(WHAT THE EXERCISE ASKS): Before writing out the records, remove the pictures; keep everything else exact.

(DATA FOR THIS TASK):
-*-*-

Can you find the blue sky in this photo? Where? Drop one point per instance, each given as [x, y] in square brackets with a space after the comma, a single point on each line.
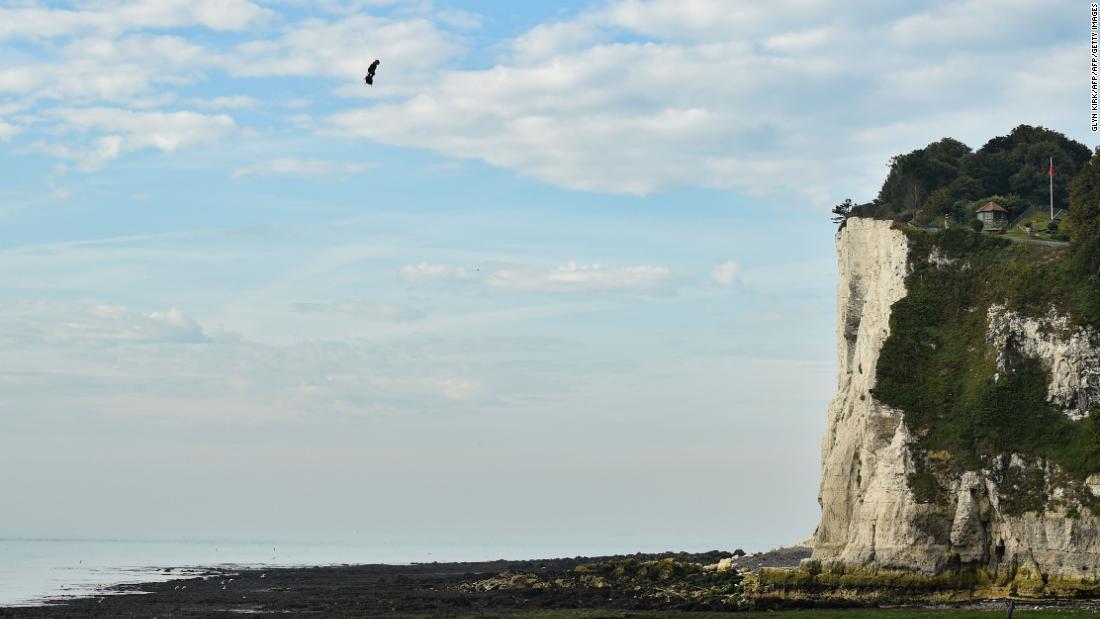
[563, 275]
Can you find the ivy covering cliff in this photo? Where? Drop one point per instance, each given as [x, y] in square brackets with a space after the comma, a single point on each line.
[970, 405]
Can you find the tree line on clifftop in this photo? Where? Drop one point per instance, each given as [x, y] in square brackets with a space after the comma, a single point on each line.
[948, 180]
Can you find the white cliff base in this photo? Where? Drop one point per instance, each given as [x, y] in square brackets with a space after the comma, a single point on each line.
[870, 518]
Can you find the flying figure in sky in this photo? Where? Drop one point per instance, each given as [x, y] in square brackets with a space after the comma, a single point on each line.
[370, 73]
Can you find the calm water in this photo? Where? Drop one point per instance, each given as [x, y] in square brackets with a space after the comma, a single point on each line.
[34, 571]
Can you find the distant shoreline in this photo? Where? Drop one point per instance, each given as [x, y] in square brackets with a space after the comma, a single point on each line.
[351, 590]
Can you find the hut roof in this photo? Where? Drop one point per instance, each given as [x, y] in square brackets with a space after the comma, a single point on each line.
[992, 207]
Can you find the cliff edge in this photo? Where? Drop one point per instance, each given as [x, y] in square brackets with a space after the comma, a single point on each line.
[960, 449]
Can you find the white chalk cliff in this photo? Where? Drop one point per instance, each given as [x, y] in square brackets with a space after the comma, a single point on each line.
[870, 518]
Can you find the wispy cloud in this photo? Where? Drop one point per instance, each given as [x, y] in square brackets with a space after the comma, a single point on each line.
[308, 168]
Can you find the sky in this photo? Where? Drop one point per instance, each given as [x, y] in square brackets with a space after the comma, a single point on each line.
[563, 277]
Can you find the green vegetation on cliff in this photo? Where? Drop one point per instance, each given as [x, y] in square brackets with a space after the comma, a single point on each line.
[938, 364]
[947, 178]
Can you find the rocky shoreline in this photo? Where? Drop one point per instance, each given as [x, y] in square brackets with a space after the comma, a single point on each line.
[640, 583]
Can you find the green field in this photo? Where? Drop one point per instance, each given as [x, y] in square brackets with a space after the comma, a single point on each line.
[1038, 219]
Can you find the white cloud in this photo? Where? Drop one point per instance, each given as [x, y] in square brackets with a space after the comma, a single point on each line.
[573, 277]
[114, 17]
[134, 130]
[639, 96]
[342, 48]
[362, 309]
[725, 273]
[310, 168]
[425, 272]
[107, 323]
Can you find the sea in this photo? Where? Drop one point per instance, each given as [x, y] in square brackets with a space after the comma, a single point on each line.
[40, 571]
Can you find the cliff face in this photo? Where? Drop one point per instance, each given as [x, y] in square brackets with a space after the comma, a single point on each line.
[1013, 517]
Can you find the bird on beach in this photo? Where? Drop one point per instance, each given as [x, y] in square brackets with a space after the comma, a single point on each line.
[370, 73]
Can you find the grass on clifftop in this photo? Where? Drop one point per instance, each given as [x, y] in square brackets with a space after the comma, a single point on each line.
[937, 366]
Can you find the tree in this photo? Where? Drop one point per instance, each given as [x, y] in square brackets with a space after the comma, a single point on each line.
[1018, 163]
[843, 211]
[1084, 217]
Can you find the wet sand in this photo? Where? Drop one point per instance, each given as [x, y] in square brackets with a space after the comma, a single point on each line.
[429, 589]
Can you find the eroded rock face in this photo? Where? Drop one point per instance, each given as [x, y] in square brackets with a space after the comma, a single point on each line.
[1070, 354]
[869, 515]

-*-*-

(ANSWER SPACE):
Can you find the blue sky in this photo? Where? Drop one point per instance, each given as [x, y] in square brackets with a space after the comma, a single point on each line.
[563, 275]
Can you find the ivy covering cliff in this photo? Where? Drop one point per instance, each given as [x, y] in square brackets with a space after the comma, a single point on each line.
[970, 405]
Can you find the tree line on clifftop in this photo? Where? Drop one point per instance, each given as [x, y] in square brackets with a space after the comma, a single point on each line.
[948, 180]
Can you find the white cliff base in this photo? Where? Drop one point per instance, each given as [x, y] in square brackets with a space after the comma, a single point on each line.
[870, 518]
Can you find the flying figure in sky in this photo? Where? Drop one point per instance, each given as [x, y] in square brackets with a space after the comma, a single point on each line.
[370, 73]
Can you find the calm water in this photo? Where? Drop one point per instance, each given as [x, y] in square brackets with a space after the comma, a single point on each line.
[34, 571]
Can you find the distant shoreline in this photo? Where? Drop one point per instance, each given as [x, y] in square brackets with a space after the comma, a single point on each line.
[351, 590]
Can you find the hut roof in this photo? Where? Drop one point per instance, each given as [x, y] in square brackets with a space after the comma, a single point on each line.
[992, 207]
Can you find the cliff edge in this photo? Where? Drop one point per instance, each given as [x, y] in square brackets with a space after the comma, a single point on each line.
[960, 449]
Can you find the white chalk cliff in this photo? Where? Drop one point per instance, each given as [x, y] in square brackets with a space after the comma, a single point on each line.
[870, 518]
Can you find the wispy cloud in this photo? Where? Drop one point per instance, each given as [x, y] in square brackets with a space after the comma, a single point on each line.
[308, 168]
Can you find the sky in this photo? Where? Drop one point per instance, each given as [x, y] in square brackets with a space after the comma, a single point on each line.
[563, 277]
Can you find the green vegetation on cliff in this photo? Where? Drop one point per instance, each given as [x, y] in square brackets with a space after the comma, a single point on each line.
[938, 364]
[947, 178]
Can you find the rocky shoreline in this photo? Where? Drop one point per instance, each given as [x, y] in square brackets with a space after the comma, a single point on each line.
[640, 583]
Can you find the green field in this photo? Where? Drop one point per instance, each given as [x, y] in square brackets with a space after the comma, a single point on each line.
[1038, 219]
Can you find the white cloud in this photo? Where? Drop one point per instance, each given as [x, y] in square brackets with a space after the comma, a single point on each line.
[573, 277]
[114, 17]
[134, 130]
[639, 96]
[342, 48]
[362, 309]
[725, 273]
[310, 168]
[425, 272]
[107, 323]
Can you find the sea in this photo? Where? Drop one point per instance, each given as [x, y] in square brackets with a space after the comma, a single point on each line.
[40, 571]
Can you find the cliff face in this photo? Where? Drop one point per instance, each given as [x, y] in square brackets with a space after the comma, a single point on each line.
[1013, 517]
Can you find the bird on beach in this photo? Where? Drop one point per instance, each given as [x, y] in square brackets with a space after the comma, a single point on each line.
[370, 73]
Can you find the grass on clifftop in this photo? Where? Drop one point per instance, each given as [x, y] in square brackets with a space after the comma, a single point on each line.
[937, 366]
Can you find the tree in this photo? Where? Drop one point per instance, each given as [x, y] in square brackets with a space after the comma, a single point on each line.
[1018, 163]
[843, 211]
[1084, 217]
Can you find the wet sand in this photo? Where? Drop one point per instance, each given as [x, y] in square brackets with a space after the comma, a single point on each line.
[429, 589]
Can you find the eroded rock face in this photo? Where? Drop one point per instance, each given as [x, y] in square brackets with a space after the comma, a single point on each line.
[1070, 354]
[869, 515]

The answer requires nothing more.